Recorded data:
╭──
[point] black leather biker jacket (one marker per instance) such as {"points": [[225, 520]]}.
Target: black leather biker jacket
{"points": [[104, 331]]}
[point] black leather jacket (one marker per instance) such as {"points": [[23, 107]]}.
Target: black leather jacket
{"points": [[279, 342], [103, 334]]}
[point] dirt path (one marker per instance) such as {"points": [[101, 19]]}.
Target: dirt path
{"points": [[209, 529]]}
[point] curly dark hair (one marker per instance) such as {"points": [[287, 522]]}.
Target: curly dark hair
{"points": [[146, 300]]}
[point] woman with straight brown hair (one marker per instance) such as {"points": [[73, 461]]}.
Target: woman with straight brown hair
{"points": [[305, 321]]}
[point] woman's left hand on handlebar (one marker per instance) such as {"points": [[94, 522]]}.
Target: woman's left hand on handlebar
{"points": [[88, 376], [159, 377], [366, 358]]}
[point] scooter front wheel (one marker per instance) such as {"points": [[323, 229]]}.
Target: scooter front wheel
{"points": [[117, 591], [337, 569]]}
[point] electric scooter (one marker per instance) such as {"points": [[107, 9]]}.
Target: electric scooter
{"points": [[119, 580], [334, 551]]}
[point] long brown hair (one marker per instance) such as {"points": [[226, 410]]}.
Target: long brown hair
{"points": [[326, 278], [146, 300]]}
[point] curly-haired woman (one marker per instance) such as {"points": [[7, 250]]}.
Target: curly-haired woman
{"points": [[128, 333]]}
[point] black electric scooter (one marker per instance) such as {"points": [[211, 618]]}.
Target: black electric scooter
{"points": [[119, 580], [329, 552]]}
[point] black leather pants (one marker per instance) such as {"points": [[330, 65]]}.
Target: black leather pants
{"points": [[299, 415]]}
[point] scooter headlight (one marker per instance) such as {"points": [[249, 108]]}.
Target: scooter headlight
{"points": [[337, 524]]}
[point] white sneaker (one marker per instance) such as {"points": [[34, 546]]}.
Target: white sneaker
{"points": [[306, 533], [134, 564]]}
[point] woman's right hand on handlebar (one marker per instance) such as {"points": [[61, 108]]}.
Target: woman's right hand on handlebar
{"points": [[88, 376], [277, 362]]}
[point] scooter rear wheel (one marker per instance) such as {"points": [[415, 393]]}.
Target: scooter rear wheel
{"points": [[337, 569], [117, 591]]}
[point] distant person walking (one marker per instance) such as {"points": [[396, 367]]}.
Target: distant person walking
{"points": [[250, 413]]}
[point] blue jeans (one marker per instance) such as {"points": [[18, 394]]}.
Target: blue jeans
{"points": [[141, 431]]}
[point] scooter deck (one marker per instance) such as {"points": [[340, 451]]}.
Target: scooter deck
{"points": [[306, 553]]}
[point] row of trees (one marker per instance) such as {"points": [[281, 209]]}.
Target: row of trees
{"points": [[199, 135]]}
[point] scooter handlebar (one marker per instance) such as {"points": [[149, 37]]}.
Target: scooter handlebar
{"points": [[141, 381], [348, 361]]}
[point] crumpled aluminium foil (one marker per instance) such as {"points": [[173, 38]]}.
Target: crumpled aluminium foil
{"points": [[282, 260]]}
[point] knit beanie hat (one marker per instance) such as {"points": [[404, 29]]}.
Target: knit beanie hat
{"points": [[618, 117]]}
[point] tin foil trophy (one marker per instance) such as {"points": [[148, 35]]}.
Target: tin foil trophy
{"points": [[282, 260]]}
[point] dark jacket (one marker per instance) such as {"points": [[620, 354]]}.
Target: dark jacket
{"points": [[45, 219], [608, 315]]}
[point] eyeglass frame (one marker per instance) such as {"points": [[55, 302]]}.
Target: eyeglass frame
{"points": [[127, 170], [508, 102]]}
╰──
╭──
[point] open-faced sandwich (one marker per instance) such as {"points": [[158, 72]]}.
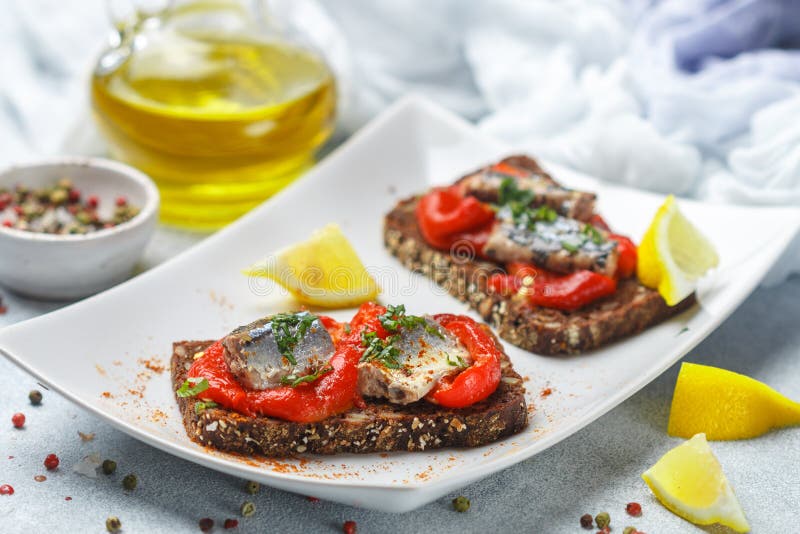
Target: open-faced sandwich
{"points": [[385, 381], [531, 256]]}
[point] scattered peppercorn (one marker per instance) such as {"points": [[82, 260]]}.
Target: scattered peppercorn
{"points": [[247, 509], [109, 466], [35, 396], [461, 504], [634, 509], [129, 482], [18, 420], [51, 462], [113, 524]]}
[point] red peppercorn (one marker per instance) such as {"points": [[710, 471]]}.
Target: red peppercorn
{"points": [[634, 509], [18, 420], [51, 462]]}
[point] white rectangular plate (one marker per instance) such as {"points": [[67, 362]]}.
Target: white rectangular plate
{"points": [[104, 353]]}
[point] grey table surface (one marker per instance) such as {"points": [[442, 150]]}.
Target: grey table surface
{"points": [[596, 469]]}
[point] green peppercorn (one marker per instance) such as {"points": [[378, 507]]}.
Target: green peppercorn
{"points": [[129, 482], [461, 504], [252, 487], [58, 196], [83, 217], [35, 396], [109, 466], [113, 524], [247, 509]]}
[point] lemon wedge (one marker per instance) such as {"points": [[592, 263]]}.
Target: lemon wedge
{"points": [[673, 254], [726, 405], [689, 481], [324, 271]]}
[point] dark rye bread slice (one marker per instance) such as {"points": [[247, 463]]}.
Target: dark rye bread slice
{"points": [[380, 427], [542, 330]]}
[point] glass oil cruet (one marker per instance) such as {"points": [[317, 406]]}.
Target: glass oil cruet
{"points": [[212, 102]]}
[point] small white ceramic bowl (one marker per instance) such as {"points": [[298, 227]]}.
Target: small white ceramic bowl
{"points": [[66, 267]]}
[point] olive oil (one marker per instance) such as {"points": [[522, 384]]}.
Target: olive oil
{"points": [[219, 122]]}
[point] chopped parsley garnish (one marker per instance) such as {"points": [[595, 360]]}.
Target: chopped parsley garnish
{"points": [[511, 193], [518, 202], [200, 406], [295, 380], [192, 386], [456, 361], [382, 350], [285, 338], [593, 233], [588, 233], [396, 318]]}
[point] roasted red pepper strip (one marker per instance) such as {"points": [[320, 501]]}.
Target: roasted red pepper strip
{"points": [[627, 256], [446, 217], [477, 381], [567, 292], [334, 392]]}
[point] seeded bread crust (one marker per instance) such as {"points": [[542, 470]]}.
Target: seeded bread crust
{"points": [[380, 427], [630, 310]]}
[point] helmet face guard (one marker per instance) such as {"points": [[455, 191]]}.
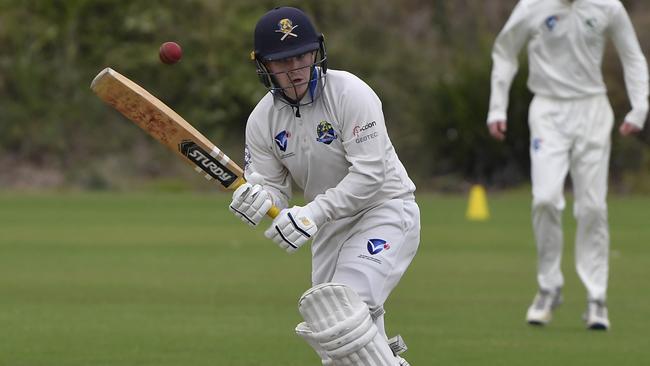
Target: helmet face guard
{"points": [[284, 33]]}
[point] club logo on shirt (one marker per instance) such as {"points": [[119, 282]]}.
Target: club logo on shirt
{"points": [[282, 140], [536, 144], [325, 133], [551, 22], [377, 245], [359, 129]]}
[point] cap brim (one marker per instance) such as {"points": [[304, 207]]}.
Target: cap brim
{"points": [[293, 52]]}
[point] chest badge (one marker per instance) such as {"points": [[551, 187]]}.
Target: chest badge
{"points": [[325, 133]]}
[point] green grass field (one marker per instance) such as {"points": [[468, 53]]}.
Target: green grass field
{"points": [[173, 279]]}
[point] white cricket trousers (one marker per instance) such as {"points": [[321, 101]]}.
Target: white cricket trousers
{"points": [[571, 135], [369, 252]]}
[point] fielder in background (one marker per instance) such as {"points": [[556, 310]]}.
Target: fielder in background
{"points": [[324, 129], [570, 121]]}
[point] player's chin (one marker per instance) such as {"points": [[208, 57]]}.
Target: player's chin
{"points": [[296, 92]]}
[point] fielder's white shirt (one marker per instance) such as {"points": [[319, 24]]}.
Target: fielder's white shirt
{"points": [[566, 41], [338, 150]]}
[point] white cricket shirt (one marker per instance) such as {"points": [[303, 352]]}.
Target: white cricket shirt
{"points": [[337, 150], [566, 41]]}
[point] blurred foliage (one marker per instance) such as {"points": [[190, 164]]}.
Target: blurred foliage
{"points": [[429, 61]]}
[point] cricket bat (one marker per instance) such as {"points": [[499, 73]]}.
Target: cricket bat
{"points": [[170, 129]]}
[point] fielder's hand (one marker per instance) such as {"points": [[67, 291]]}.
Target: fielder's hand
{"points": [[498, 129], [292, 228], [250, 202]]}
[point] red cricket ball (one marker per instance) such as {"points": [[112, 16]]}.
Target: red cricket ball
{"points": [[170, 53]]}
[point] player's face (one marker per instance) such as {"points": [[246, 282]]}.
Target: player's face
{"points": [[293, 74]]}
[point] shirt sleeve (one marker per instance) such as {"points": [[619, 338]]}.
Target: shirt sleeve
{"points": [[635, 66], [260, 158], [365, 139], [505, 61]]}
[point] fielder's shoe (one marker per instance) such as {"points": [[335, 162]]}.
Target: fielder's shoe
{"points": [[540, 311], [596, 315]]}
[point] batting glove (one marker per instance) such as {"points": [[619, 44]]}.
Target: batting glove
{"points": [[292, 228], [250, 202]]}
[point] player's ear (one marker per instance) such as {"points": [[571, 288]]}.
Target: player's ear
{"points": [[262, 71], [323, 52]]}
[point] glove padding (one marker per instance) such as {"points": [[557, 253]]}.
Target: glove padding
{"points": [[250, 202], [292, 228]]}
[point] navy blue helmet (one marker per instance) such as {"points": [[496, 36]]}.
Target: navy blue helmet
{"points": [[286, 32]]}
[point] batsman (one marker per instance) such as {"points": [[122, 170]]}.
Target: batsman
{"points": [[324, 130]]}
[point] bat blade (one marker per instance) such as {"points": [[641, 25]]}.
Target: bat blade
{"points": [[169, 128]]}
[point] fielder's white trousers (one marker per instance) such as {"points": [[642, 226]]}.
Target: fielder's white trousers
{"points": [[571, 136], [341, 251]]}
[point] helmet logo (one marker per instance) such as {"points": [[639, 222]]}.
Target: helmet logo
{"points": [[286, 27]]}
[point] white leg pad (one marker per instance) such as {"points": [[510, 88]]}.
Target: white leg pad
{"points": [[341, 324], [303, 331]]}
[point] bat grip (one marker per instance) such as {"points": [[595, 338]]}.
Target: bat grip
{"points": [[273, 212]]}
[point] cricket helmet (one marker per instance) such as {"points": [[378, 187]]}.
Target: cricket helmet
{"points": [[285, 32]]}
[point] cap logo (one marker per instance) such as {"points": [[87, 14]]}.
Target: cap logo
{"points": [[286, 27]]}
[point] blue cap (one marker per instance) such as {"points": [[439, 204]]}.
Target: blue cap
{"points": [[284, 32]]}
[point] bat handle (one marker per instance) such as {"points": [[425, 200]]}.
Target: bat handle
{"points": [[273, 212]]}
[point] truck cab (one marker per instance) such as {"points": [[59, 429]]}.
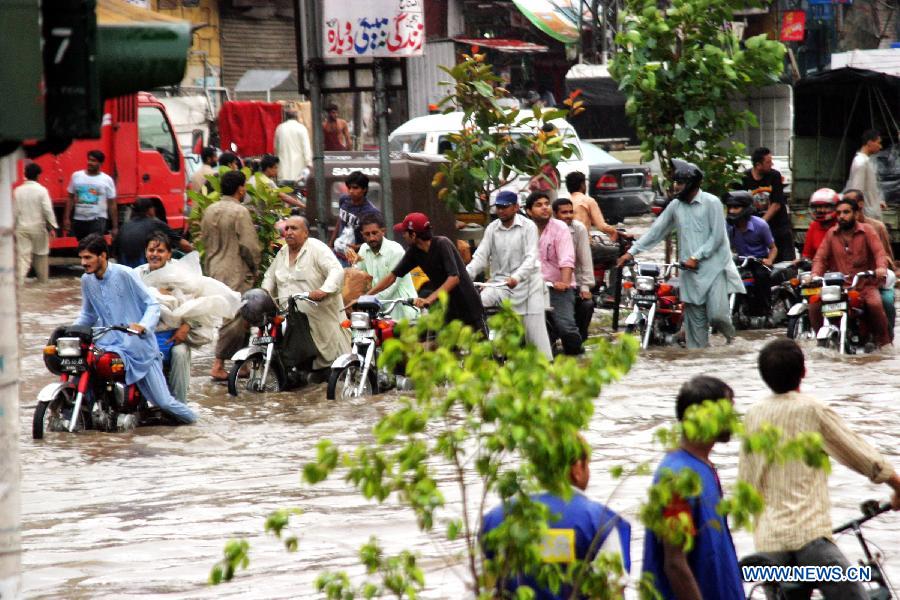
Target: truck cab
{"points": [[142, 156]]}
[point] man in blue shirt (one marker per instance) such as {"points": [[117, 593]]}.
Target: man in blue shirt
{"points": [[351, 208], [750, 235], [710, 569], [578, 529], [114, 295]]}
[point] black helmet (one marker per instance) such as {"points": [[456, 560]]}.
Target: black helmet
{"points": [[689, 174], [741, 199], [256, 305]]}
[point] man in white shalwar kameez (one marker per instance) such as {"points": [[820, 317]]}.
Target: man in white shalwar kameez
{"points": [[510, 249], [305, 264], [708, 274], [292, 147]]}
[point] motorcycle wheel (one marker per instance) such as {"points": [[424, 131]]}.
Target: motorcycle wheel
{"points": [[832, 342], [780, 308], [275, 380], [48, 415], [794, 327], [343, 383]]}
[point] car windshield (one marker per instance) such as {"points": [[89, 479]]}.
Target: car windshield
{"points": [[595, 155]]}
╰──
╭──
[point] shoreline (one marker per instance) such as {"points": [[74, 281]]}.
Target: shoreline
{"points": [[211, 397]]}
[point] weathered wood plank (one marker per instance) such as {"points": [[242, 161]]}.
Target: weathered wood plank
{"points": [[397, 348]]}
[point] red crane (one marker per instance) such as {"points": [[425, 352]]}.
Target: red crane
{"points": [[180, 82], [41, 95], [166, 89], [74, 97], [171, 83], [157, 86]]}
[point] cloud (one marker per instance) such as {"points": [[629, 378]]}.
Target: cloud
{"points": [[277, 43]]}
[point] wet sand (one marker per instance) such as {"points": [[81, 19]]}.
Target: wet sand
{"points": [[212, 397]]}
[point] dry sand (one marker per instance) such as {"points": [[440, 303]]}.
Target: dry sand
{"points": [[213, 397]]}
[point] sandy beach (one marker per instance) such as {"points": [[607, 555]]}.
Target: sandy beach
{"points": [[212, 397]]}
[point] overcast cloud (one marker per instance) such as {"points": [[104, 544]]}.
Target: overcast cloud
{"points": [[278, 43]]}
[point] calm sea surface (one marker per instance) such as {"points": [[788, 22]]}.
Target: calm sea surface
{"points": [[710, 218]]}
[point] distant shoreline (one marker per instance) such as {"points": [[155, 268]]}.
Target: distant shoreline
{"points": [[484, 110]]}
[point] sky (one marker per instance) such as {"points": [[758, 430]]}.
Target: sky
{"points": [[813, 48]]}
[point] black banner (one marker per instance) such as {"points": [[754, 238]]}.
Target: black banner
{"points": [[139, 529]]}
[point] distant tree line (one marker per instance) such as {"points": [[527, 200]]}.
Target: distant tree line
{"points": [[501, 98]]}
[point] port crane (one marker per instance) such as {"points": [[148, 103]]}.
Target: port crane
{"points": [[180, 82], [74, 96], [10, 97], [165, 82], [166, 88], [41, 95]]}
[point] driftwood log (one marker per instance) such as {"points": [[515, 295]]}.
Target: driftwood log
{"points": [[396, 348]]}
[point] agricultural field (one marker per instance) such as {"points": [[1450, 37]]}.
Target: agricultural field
╰──
▶ [GIVEN PROBLEM]: Gather every line from the rows that contains the string "haired", and list them.

▶ [WRITTEN ANSWER]:
[point] curly-haired woman (one marker per instance) such as {"points": [[7, 250]]}.
Target: curly-haired woman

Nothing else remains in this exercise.